KUTIPAN SUMBER
Menyebarnya corak pemikiran Islam yang beranekaragam itu merebak ke kampus dengan adanya fenomena kegiatan mahasiswa Islam dan maraknya wacana mengenai berbagai corak pemikiran Islam di kampus. Corak pemikiran Islam tersebut mewudkan dirinya dalam bentuk kegiatan atau gerakan Islam. Selanjutnya corak pemikiran Islam itu menyatu dengan idealisme dan pemikiran mahasiswa mereka yang kritis. Sehingga tidak mengherankan berbagai corak pemikiran Islam cukup familiar dan disambut antusias oleh mahasiswa. Bahkan dalam beberapa perkembangan, sebagian corak pemikiran Islam kontemporer menjadi pilihan mahasiswa dalam melakukan gerakan yang berbasis kampus.
Gerakan Islam kultural yang menekankan dialog dan keterbukaan telah memunculkan kebangkitan Islam yang ditopang dengan munculnya berbagai pemikiran pembaruan dari para intelektual aktivis Islam. [3] Peran pemikir muslim sangat diperlukan dalam melakukan reorganisasi internal umat islam sehingga pola-pola religiositas yang mereka wariskan tetap menjadi kekuatan besar dalam upaya membangun terbentuknya masyarakat muslim kontemporer yang memahami dan dapat beradaptasi dengan budaya modernitas.[4]
Adanya pegumulan antara Islam dan dinamika modernitas telah mendorong munculnya para pemikir muslim, yang oleh John L. Esposito dan John O. Voll disebut sebagai intelektual aktivis berorientasi Islam.[5] Mereka yang terlibat dalam gerakan kultural untuk transformasi sosial ini adalah para pemikir muslim yang memahami aspek pelajaran tradisional Islam, memiliki integritas intelektual yang mumpuni yang ditandai dengan kemampuan menetapkan serta mengekspresikan konsep-konsep dan simbol-simbol serta menjadi aktivis yang terlibat langsung dalam persoalan sosial-keagamaan.

BLOK DATA
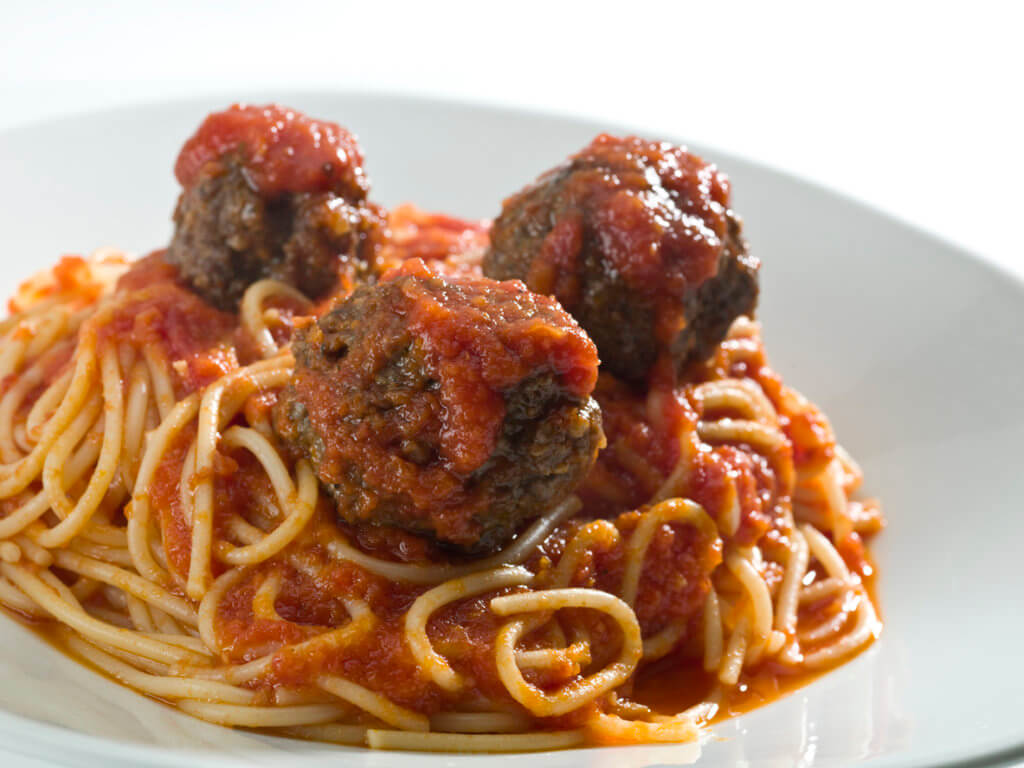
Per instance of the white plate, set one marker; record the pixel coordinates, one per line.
(913, 349)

TUGAS TERTULIS A
Dalam kutipan tentang pemikiran Islam, siapa yang menyebut para pemikir muslim sebagai intelektual aktivis berorientasi Islam?
TUGAS TERTULIS B
Salin kutipan tentang pemikiran Islam dari "Menyebarnya corak pemikiran" sampai "yang berbasis kampus." tanpa mengubah satu kata pun.

JAWABAN LENGKAP A
John L. Esposito dan John O. Voll.

JAWABAN LENGKAP B
Menyebarnya corak pemikiran Islam yang beranekaragam itu merebak ke kampus dengan adanya fenomena kegiatan mahasiswa Islam dan maraknya wacana mengenai berbagai corak pemikiran Islam di kampus. Corak pemikiran Islam tersebut mewudkan dirinya dalam bentuk kegiatan atau gerakan Islam. Selanjutnya corak pemikiran Islam itu menyatu dengan idealisme dan pemikiran mahasiswa mereka yang kritis. Sehingga tidak mengherankan berbagai corak pemikiran Islam cukup familiar dan disambut antusias oleh mahasiswa. Bahkan dalam beberapa perkembangan, sebagian corak pemikiran Islam kontemporer menjadi pilihan mahasiswa dalam melakukan gerakan yang berbasis kampus.